◆ Challenge: Retype all of the data exactly as given.
[start Information provided]
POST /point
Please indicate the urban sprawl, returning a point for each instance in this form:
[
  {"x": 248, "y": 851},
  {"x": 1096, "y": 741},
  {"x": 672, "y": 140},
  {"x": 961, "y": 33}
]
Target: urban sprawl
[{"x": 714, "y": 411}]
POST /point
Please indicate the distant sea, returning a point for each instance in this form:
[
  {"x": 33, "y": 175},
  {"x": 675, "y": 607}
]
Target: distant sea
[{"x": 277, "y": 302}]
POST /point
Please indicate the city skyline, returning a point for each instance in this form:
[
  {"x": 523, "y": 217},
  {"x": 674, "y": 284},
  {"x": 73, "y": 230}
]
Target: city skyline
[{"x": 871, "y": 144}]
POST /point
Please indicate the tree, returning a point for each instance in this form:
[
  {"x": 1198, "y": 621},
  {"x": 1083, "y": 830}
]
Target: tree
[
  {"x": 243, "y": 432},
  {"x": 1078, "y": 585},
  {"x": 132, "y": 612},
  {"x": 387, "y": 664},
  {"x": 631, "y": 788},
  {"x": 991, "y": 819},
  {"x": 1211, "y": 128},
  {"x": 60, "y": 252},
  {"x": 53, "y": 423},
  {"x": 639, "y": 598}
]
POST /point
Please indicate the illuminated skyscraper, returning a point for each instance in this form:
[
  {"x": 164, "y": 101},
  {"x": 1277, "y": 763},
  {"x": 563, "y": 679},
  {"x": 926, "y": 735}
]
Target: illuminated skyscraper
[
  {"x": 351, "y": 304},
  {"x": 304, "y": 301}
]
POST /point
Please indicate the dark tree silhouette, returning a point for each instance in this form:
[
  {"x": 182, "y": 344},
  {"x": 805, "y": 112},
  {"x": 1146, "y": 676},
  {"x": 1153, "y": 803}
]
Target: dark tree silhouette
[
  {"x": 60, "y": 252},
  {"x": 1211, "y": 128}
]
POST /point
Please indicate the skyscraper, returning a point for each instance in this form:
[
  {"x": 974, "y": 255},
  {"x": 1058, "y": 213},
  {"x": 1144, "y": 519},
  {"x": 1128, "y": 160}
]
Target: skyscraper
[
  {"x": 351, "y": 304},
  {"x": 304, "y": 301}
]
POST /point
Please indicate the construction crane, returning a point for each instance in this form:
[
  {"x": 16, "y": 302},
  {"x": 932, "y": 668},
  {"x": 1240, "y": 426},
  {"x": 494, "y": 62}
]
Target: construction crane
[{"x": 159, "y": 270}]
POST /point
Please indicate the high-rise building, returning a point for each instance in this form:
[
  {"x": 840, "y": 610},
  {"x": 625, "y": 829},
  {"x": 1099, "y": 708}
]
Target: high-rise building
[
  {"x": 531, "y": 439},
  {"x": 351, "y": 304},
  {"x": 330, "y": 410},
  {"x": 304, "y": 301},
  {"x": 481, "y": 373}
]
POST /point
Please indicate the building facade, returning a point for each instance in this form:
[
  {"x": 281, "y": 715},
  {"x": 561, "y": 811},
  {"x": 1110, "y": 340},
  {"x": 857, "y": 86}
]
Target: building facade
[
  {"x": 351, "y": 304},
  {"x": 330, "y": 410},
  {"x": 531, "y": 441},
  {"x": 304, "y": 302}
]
[end Information provided]
◆ Correct response:
POST /point
Please indicate the urban sprawl, returning a point for each instance in this form:
[
  {"x": 248, "y": 851},
  {"x": 1096, "y": 741},
  {"x": 672, "y": 140},
  {"x": 961, "y": 33}
]
Target: urban sprawl
[{"x": 714, "y": 411}]
POST /point
Please indicate the distant sea, returning a point for each instance in this form:
[
  {"x": 33, "y": 175},
  {"x": 675, "y": 607}
]
Target: distant sea
[{"x": 277, "y": 302}]
POST /point
Please indicate the city skyline, returning a point for each instance in this form:
[
  {"x": 523, "y": 217},
  {"x": 674, "y": 284},
  {"x": 73, "y": 230}
]
Target: city skyline
[{"x": 871, "y": 144}]
POST /point
Please indicate the tree, returning a point for each instance in this form:
[
  {"x": 1198, "y": 621},
  {"x": 1083, "y": 830}
]
Target: tree
[
  {"x": 243, "y": 432},
  {"x": 1078, "y": 585},
  {"x": 132, "y": 612},
  {"x": 387, "y": 664},
  {"x": 631, "y": 788},
  {"x": 991, "y": 819},
  {"x": 1211, "y": 128},
  {"x": 60, "y": 252},
  {"x": 53, "y": 423},
  {"x": 639, "y": 598}
]
POST /point
Please indicate the illuminated skyscraper, returning a point for each instance in this form:
[
  {"x": 164, "y": 101},
  {"x": 1277, "y": 763},
  {"x": 563, "y": 679},
  {"x": 926, "y": 735}
]
Target: illuminated skyscraper
[
  {"x": 351, "y": 304},
  {"x": 304, "y": 301}
]
POST /point
Please indicate the dark tree silhouette, returning a point for each instance in this form:
[
  {"x": 182, "y": 344},
  {"x": 805, "y": 112},
  {"x": 1146, "y": 676},
  {"x": 1153, "y": 803}
]
Target: dark tree silhouette
[
  {"x": 60, "y": 252},
  {"x": 1211, "y": 128}
]
POST /point
Please indicate the skyscraper, returning a point for each instance in this form:
[
  {"x": 974, "y": 255},
  {"x": 1058, "y": 213},
  {"x": 1144, "y": 519},
  {"x": 1128, "y": 160}
]
Target: skyscraper
[
  {"x": 351, "y": 304},
  {"x": 304, "y": 301}
]
POST /point
Please indicate the construction crane, returning a point for each instance in this form:
[
  {"x": 16, "y": 302},
  {"x": 932, "y": 668},
  {"x": 1240, "y": 426},
  {"x": 494, "y": 62}
]
Target: construction crane
[{"x": 159, "y": 270}]
POST /point
Please indicate the high-rise building, returning a point for each instance in this form:
[
  {"x": 840, "y": 610},
  {"x": 625, "y": 829},
  {"x": 1099, "y": 708}
]
Target: high-rise building
[
  {"x": 531, "y": 439},
  {"x": 351, "y": 304},
  {"x": 330, "y": 410},
  {"x": 304, "y": 301},
  {"x": 481, "y": 373}
]
POST /point
Please indicate the building facade, returning a point for each instance in this form:
[
  {"x": 281, "y": 715},
  {"x": 561, "y": 811},
  {"x": 1110, "y": 340},
  {"x": 857, "y": 86}
]
Target: building facade
[
  {"x": 351, "y": 304},
  {"x": 330, "y": 410},
  {"x": 531, "y": 441},
  {"x": 304, "y": 302}
]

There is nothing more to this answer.